_CONSIGNE DE TRAVAIL 1_.
D'après le texte sur les parents et le droit de vote des femmes, combien d'enfants le couple a-t-il eus, et combien de filles parmi eux ?
_CONSIGNE DE TRAVAIL 2_.
Poursuivez le texte sur les parents et le droit de vote des femmes à partir de sa dernière phrase.

En cette période de commémoration de l’obtention du droit de vote des femmes au Québec, avec tout ce que cela comporte aussi de démarches et de revendications et qui a donné droit à une évolution assez rapide des droits des femmes, je tiens à souligner toute l’admiration que j’ai pour mes parents. Ils ont eu 7 filles sur neuf enfants. C’était les années ’40 et ’50, l’époque où la femme était encore juridiquement inférieure à l’homme, considérée comme une enfant.
Mon père a toujours traité ma mère en égale. Ensemble ils s’étaient donnés comme projet d’avoir une grande famille. Ils nous ont élevés ensemble. Mon père essuyait la vaisselle avant l’entrée d’un lave-vaisselle dans la maison. Ils nous faisait réciter nos leçons et vérifiait nos devoirs. Il nous montrait à aimer la forêt, à pêcher et tirer de la carabine. Ensemble, ils nous ont exposés à plusieurs sports comme à des activités culturelles. Nous allions systématiquement aux matinées de l’Orchestre symphonique et de L’Opéra de Québec. Nous nagions, skiions. Ils remplissaient la station wagon et la déversaient au pied du Mont-Ste-Anne dès son ouverture pour 150$ le billet familial.

(Entrées de données recueillies)
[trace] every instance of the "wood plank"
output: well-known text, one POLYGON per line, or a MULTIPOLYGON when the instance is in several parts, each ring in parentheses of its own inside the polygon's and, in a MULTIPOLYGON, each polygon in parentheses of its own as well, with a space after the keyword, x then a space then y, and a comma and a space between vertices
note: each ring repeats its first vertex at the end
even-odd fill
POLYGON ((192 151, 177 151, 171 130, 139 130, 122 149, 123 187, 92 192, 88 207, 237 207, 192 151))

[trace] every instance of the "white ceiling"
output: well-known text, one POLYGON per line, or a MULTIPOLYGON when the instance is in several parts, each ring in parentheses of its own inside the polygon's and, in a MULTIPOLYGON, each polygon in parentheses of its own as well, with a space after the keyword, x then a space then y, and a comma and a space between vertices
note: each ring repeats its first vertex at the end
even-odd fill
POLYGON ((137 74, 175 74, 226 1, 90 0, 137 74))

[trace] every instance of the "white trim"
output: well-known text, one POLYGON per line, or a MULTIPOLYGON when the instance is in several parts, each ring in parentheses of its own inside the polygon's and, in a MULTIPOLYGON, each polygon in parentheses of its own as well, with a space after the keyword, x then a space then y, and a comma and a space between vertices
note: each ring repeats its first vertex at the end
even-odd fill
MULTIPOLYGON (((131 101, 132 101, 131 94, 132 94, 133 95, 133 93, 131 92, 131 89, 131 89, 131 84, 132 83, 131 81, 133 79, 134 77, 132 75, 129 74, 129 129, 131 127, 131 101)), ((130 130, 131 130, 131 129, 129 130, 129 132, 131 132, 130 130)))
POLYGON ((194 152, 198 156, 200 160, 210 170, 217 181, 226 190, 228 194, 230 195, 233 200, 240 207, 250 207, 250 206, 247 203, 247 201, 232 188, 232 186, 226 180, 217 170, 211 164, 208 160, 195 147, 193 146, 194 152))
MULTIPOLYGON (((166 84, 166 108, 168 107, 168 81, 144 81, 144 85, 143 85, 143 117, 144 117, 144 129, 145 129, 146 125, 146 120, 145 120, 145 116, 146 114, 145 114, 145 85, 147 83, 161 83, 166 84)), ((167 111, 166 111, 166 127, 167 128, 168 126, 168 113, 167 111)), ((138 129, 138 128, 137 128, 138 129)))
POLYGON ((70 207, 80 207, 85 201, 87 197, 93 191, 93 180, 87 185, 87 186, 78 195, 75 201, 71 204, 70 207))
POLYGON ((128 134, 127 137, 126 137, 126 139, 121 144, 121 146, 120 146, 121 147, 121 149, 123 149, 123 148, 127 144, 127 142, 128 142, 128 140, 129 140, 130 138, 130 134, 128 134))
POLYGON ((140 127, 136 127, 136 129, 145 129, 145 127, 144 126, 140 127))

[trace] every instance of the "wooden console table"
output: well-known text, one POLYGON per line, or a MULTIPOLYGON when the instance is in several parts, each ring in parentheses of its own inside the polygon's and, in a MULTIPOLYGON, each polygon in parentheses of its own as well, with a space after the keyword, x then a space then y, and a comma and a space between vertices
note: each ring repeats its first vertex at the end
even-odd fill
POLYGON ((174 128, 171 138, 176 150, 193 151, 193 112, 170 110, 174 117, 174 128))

_SECTION RÉPONSE 1_.
Neuf enfants, dont sept filles.

_SECTION RÉPONSE 2_.
Mes parents avaient les moyens d’avoir une grande famille. Mon père avait une entreprise avec ses frères. Mais ils ont quand même fait le choix de nous instruire. Jamais il n’a été question, chez nous, de payer des études aux garçons et pas aux filles. Faut dire que nous avions la majorité. Mais mes parents ont toujours dit « on ne sait pas quel genre d’héritage nous vous laisserons mais nous vous paierons toutes les études que vous voudrez faire pour que vous puissiez vous débrouiller dans la vie ».
Mes parents étaient très croyants et pratiquants. Nous allions à la messe tous les dimanches et tous les matins de l’avent et du carême. Mais ils ne se sont pas « enfargés » dans les recommandations encore en vigueur à l’époque et qui ont tant brimé les femmes du Québec.
Ils croyaient que nous allions nous marier et nous faire vivre par nos maris. Mais ils n’ont pas pris de chance et nous ont incité à étudier. Ils nous ont beaucoup aidés et nous avons tous bien « réussi ». Nous sommes 9 diplômés universitaires sur 9 enfants. Je trouve cela admirable. Ils se sont consacrés à leur progéniture, temps et argent.
Mes sœurs – aujourd’hui certaines sont retraitées – ont été avocate et juge à la Cour supérieure, psychologue impliquée dans des projets internationaux dédiés au cancer, coach internationale et consultante en gestion de projet dans le réseau de la santé, spécialiste du harcèlement, linguiste, physiothérapeute et, moi, communicatrice. Mes frères sont administrateurs et spécialiste en marketing. Certaines de mes sœurs ont plus d’un diplôme universitaire.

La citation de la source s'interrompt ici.